§ Auszug aus Dokument:
# [solved] Viele Bilder (.jpg) manuell verlustfrei drehen

## schachti

Mit jpegtran und exifautotran aus media-libs/jpeg lassen sich .jpg-Bilder ja verlustfrei drehen. Nun habe ich allerdings eine größe Menge von Bildern, und da bei vielen exifautotran beim automatischen Drehen versagt muss ich das wohl oder übel per Hand machen. Ich suche daher ein Tool, mit dem das möglichst komfortabel geht (am besten auf Tastendruck zum nächsten Bild im aktuellen Verzeichnis wechseln und auf Tastendruck das Bild verlustfrei drehen und speichern). Hat jemand einen Tipp, mit welchem Tool das am besten geht?

EDIT: solved.

----------

## franzf

imagemagick + option "-auto-orient" schon versucht?

http://www.imagemagick.org/script/command-line-options.php?ImageMagick=trmk4ucarop6oc6usdstuubjc2#auto-orient

----------

## schachti

Noch nicht, aber laut Beschreibung ist das das gleiche, was auch exifautotran macht. Leider sind scheinbar viele Bilder dabei, bei denen die Kamera keinen entsprechenden Sensor hatte und die Orientierung nicht (oder nicht korrekt) gespeichert wurde.

----------

## franzf

Achso, ich hatte das so verstanden dass exifautotran einfach nicht zuverlässig arbeitet.

Wenn da keine Exifdaten über die Orientierung vorhanden sind, heißt das du musst dir die Bilder eh anschauen. Dann kannst du auch ein grafisches Tool nehmen.

Gwenview z.B. blendet beim überfahren eines Bildes Controls ein, mit denen man die Bilder drehen kann. Man kann ganz einfach nen ganzen Ordner bearbeiten und am Ende speichern (das clicken des Rotate-Buttons speichert das Bild noch nicht).

Einziges Problem: Gwenview dreht automatisch das Bild, wenn eine gültige Orientation in den EXIF-Daten steht. Heißt: Du siehst nicht ob das Bild schon richtig gedreht auf der Platte liegt oder nur von Gwenview so angezeigt wird...

§ Zu erledigen:
A – Welche Option von imagemagick schlägt franzf im Textauszug vor?
B – Schreibe den Textauszug beginnend mit „Gwenview z.B. blendet“ und weiter bis einschließlich „Bild noch nicht).“ erneut ab. Ersetze dabei „Ordner“ durch „Verzeichnis“.

§ Gegebene Daten:

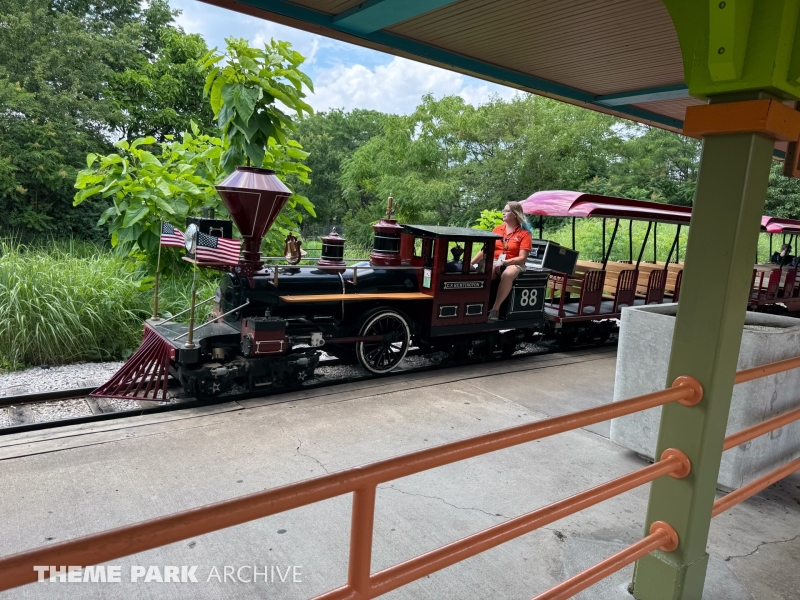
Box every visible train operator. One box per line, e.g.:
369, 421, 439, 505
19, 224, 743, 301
472, 202, 531, 323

§ Die Lösungen:
A – Die Option "-auto-orient".

B –
Gwenview z.B. blendet beim überfahren eines Bildes Controls ein, mit denen man die Bilder drehen kann. Man kann ganz einfach nen ganzen Verzeichnis bearbeiten und am Ende speichern (das clicken des Rotate-Buttons speichert das Bild noch nicht).